### The problem
Restate all of the data precisely, omitting nothing.

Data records

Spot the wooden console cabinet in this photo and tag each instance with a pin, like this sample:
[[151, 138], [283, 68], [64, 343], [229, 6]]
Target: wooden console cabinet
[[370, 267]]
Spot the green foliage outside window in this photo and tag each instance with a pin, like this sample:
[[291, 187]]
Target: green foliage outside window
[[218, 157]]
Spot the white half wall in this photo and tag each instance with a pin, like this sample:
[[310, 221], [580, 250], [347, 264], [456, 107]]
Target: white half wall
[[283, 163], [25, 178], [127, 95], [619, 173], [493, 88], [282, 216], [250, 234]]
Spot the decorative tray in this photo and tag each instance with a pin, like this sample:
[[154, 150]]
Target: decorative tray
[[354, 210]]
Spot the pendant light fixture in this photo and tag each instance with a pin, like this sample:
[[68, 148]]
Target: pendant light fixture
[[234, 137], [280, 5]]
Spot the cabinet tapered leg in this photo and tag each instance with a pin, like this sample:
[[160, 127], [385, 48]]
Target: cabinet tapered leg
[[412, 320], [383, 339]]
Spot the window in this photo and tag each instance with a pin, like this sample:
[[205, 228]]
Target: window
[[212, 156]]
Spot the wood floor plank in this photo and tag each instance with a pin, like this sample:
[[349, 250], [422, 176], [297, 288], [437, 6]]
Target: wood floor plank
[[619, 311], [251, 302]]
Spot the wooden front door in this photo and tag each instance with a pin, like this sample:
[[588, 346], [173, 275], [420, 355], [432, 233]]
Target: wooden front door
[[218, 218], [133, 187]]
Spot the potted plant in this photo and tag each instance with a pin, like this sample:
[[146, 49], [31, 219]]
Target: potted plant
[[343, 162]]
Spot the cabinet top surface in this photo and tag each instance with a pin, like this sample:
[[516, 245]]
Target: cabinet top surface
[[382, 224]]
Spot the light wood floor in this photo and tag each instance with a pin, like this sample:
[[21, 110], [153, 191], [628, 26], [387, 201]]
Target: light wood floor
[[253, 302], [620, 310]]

### Output for this task
Spot the wooden console cabinet in this photo and tag each instance with a pin, like this sample:
[[151, 138], [283, 68], [64, 343], [229, 6]]
Target: wooden console cabinet
[[370, 267]]
Spot the green foliage outside window in this photo and tag each instance with a pin, like this sample:
[[291, 187]]
Target: green foliage outside window
[[218, 157]]
Spot the white half wall in this photo and tag each instance with a pin, like this sample:
[[310, 221], [580, 250], [347, 264], [456, 107]]
Target: white half wall
[[283, 163], [25, 178], [127, 95], [619, 173], [493, 88], [282, 216], [250, 234]]
Spot the decorative tray in this photo and tag each instance with a pin, like this sample:
[[154, 150]]
Target: decorative tray
[[354, 210]]
Spot the pendant light fixture in this photo and tag each instance with a pin, like this sample:
[[68, 148]]
Target: pendant light fixture
[[234, 137], [280, 5]]
Spot the cabinet tapered leg in this photo and tag each instance with a pin, like this sample:
[[160, 127], [385, 48]]
Target: cabinet tapered leg
[[412, 320], [383, 339]]
Spot the window in this photo and tag each instance with a pin, like this sample:
[[205, 228]]
Target: window
[[212, 156]]
Spot the wood floor plank in this photo and tag each instance with a pin, like this sample:
[[349, 250], [422, 176], [297, 288], [437, 6]]
Target: wood floor plank
[[619, 311], [251, 302]]
Spot the wooden front door in this photo and tag each instance with a pin, like this sample:
[[588, 346], [173, 275], [420, 355], [432, 233]]
Target: wooden front door
[[218, 218], [133, 187]]
Spot the potted plant in this photo and tag each instance with a pin, like this sample:
[[146, 49], [31, 219]]
Target: potted plant
[[343, 162]]
Spot the cabinet top surface in this photo and tag each instance with a pin, like this sample:
[[516, 245]]
Target: cabinet top surface
[[382, 224]]
Spot the light wood floor in this photo and tag each instance with a pin, like this sample:
[[21, 110], [153, 191], [628, 26], [387, 201]]
Target: light wood floor
[[253, 302], [620, 310]]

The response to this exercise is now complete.